**Extrait du document**
========================

Surmédiatisation des ultranationalistes
Les actions violentes ont été soutenues par l’ensemble du mouvement au nom de la défense de la population contre la répression du pouvoir. Un texte signé par des personnalités intellectuelles ukrainiennes à destination de l’étranger, titré « Nous ne sommes pas des extrémistes », explique cette position. La place spectaculaire des militants fascistes et ultranationalistes a, il est vrai, brouillé les regards des observateurs. Vyacheslav Likhachev, du Conseil des juifs d’Euro-Asie, note pourtant que cette mouvance a totalement effacé ses revendications antisémites. Et aucun acte raciste n’a été signalé dans le mouvement. Mais ce regard extérieur concentré sur les ultranationalistes inquiète les militants antifascistes, des droits de l’homme et les chercheurs spécialisés.
Dans un texte largement diffusé sur la toile, ils déplorent le sensationnalisme médiatique qui oblitère du coup la diversité des forces antigouvernementales. Ils craignent que la sur-médiatisation des fascistes ne fasse le jeu d’une opération de désinformation amplement relayée par les médias russes. « En discréditant ainsi l’une des plus impressionnantes actions de désobéissance civile dans l’histoire de l’Europe, de tels articles donnent aussi un prétexte pour une implication politique de Moscou, voire même une intervention militaire, telle qu’elle a pu avoir lieu en Géorgie en 2008 », s’inquiètent-ils.

========================

**Lignes**

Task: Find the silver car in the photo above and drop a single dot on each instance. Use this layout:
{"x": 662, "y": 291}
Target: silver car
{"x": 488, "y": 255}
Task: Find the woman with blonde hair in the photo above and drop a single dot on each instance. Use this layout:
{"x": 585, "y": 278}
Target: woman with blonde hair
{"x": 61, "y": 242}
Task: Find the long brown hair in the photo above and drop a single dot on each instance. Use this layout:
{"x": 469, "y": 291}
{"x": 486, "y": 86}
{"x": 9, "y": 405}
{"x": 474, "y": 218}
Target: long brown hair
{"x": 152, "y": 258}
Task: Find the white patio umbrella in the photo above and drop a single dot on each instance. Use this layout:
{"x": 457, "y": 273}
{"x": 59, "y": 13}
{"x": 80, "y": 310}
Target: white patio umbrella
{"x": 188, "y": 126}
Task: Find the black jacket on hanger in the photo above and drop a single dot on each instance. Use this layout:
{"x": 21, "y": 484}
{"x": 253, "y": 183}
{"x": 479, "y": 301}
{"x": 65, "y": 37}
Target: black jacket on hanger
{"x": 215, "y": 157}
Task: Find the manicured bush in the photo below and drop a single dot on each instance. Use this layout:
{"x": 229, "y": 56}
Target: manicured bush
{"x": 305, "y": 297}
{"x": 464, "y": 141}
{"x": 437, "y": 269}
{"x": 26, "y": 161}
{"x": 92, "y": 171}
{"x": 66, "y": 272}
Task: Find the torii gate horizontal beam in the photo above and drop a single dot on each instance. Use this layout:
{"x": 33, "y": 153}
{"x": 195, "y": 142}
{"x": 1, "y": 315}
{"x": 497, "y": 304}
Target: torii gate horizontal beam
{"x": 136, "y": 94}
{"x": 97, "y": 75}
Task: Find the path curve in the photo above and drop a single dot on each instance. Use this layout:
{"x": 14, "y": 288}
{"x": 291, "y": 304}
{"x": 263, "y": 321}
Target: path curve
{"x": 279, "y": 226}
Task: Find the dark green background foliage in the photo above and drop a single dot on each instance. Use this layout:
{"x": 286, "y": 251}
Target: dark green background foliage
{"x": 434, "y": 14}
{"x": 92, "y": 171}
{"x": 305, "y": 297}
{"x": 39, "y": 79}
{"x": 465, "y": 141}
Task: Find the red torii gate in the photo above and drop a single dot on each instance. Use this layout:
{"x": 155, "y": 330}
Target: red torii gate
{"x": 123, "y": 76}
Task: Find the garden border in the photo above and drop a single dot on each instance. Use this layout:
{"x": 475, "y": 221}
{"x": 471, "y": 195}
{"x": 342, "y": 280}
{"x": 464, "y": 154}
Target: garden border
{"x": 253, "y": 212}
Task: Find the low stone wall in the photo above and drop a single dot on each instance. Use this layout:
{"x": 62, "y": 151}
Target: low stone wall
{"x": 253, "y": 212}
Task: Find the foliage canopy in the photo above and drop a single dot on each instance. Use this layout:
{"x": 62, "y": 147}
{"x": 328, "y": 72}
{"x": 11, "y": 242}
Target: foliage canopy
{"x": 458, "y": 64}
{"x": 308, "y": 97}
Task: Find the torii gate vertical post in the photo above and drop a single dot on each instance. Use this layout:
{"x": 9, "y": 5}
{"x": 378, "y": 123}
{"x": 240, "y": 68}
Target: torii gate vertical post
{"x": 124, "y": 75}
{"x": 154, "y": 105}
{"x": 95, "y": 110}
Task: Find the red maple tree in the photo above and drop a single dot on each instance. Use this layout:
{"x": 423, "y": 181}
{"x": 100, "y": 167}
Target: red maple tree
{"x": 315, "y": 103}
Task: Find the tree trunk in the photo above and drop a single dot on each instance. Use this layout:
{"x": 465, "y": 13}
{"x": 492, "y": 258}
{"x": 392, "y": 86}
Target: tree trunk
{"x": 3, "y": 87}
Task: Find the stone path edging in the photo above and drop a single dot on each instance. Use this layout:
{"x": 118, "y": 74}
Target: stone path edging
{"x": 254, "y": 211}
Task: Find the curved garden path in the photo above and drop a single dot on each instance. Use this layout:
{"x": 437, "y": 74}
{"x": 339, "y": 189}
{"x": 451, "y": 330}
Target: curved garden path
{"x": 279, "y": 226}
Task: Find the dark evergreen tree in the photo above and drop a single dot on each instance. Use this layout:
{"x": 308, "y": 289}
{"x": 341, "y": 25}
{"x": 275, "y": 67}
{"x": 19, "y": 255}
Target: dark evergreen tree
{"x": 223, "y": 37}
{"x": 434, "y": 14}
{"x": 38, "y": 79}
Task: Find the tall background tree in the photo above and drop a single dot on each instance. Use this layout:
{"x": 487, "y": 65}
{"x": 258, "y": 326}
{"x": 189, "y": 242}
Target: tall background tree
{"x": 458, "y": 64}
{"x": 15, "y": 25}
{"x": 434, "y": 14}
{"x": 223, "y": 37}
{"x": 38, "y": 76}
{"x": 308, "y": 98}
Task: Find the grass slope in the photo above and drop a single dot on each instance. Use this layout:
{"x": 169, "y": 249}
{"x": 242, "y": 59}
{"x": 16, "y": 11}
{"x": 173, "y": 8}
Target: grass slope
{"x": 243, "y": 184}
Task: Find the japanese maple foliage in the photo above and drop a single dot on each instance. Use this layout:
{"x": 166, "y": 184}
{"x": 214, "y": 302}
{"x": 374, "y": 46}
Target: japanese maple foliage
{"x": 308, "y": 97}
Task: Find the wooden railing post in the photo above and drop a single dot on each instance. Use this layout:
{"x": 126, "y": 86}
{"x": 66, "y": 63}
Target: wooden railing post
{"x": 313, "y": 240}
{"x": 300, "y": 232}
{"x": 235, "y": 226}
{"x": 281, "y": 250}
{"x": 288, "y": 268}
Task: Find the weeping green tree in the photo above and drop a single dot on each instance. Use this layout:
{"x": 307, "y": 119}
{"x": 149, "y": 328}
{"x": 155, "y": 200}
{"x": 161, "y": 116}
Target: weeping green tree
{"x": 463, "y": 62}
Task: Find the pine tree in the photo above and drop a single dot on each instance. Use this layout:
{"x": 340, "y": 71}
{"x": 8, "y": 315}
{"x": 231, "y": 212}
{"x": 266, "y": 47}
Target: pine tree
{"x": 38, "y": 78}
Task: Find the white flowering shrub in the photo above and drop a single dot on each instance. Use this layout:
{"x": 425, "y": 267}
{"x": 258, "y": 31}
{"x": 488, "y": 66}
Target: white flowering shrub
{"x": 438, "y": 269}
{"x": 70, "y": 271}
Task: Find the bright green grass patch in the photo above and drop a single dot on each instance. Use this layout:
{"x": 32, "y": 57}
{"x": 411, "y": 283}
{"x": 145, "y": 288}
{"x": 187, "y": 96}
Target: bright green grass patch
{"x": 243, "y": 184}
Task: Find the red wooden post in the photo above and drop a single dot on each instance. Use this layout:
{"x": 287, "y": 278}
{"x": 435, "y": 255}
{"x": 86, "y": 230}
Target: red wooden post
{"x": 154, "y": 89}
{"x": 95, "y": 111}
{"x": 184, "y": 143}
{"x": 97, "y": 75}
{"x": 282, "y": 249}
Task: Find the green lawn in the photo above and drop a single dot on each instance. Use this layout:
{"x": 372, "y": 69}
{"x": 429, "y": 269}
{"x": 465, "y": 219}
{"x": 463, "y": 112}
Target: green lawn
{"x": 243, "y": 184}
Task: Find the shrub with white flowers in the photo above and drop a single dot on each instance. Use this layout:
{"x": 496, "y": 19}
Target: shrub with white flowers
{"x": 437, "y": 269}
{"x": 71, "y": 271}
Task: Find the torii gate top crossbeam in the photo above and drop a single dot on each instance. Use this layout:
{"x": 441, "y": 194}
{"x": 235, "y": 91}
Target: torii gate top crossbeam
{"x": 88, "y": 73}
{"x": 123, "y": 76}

========================

**Consigne**
Reproduisez mot pour mot l'extrait sur la surmédiatisation des ultranationalistes, du titre jusqu'à la dernière phrase.

**Réponse attendue**
Surmédiatisation des ultranationalistes
Les actions violentes ont été soutenues par l’ensemble du mouvement au nom de la défense de la population contre la répression du pouvoir. Un texte signé par des personnalités intellectuelles ukrainiennes à destination de l’étranger, titré « Nous ne sommes pas des extrémistes », explique cette position. La place spectaculaire des militants fascistes et ultranationalistes a, il est vrai, brouillé les regards des observateurs. Vyacheslav Likhachev, du Conseil des juifs d’Euro-Asie, note pourtant que cette mouvance a totalement effacé ses revendications antisémites. Et aucun acte raciste n’a été signalé dans le mouvement. Mais ce regard extérieur concentré sur les ultranationalistes inquiète les militants antifascistes, des droits de l’homme et les chercheurs spécialisés.
Dans un texte largement diffusé sur la toile, ils déplorent le sensationnalisme médiatique qui oblitère du coup la diversité des forces antigouvernementales. Ils craignent que la sur-médiatisation des fascistes ne fasse le jeu d’une opération de désinformation amplement relayée par les médias russes. « En discréditant ainsi l’une des plus impressionnantes actions de désobéissance civile dans l’histoire de l’Europe, de tels articles donnent aussi un prétexte pour une implication politique de Moscou, voire même une intervention militaire, telle qu’elle a pu avoir lieu en Géorgie en 2008 », s’inquiètent-ils.